### REQUIRED TASK
Collect and copy out every line of the data below that contains the word "post". Treat uppercase and lowercase letters as different.

### GIVEN DATA

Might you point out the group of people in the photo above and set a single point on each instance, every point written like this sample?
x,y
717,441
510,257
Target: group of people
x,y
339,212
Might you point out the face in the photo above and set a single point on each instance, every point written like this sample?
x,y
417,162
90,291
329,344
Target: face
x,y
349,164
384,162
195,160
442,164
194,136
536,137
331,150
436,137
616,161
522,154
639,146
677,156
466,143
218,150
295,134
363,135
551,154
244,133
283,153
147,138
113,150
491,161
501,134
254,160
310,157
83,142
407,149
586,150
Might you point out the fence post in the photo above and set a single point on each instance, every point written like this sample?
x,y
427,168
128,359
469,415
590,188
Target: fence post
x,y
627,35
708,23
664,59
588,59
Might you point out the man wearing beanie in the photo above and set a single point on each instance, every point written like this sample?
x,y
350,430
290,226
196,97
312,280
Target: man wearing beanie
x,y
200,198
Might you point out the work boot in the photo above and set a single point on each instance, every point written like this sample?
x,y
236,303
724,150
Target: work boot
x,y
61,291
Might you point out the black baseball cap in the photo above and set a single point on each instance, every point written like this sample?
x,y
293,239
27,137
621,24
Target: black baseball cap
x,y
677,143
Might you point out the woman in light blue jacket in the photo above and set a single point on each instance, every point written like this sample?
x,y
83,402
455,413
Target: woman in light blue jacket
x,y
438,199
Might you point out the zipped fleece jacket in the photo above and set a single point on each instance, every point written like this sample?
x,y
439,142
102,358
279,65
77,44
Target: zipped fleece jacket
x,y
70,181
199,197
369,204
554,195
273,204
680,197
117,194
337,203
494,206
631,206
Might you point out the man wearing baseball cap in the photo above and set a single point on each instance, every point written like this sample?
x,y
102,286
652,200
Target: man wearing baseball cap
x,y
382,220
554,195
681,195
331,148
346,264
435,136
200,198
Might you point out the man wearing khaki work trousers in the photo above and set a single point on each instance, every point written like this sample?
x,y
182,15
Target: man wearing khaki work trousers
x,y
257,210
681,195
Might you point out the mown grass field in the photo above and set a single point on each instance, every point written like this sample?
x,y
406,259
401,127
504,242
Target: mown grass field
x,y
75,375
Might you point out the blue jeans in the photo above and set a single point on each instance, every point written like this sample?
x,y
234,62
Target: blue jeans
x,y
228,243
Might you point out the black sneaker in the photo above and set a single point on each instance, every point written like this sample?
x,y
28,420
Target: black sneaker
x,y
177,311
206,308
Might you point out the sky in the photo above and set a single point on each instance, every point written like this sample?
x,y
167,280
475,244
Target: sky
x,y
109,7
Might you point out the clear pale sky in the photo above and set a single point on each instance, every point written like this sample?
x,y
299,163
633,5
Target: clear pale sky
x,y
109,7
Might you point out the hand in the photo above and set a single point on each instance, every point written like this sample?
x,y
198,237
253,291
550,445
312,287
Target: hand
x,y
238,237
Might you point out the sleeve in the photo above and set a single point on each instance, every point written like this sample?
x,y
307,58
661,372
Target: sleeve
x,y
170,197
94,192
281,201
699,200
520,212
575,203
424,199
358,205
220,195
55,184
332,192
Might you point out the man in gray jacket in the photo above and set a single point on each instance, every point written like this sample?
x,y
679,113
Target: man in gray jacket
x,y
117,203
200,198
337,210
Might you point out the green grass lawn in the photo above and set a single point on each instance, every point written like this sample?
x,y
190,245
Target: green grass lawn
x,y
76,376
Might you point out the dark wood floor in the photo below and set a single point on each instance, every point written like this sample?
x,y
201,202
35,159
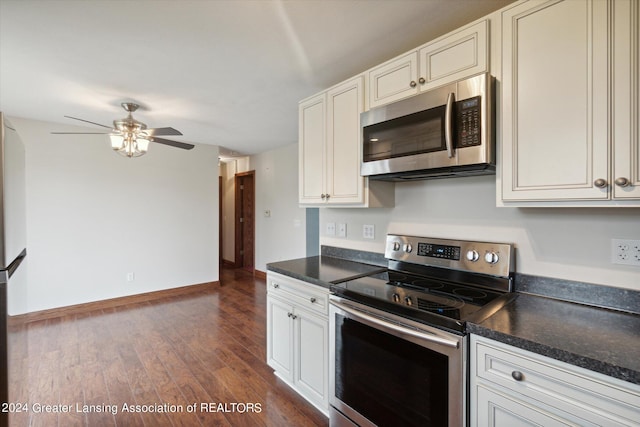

### SOLUTION
Might you point out the fence post in the photo above and set a single point on each instance, every point written like this sample?
Target: fence post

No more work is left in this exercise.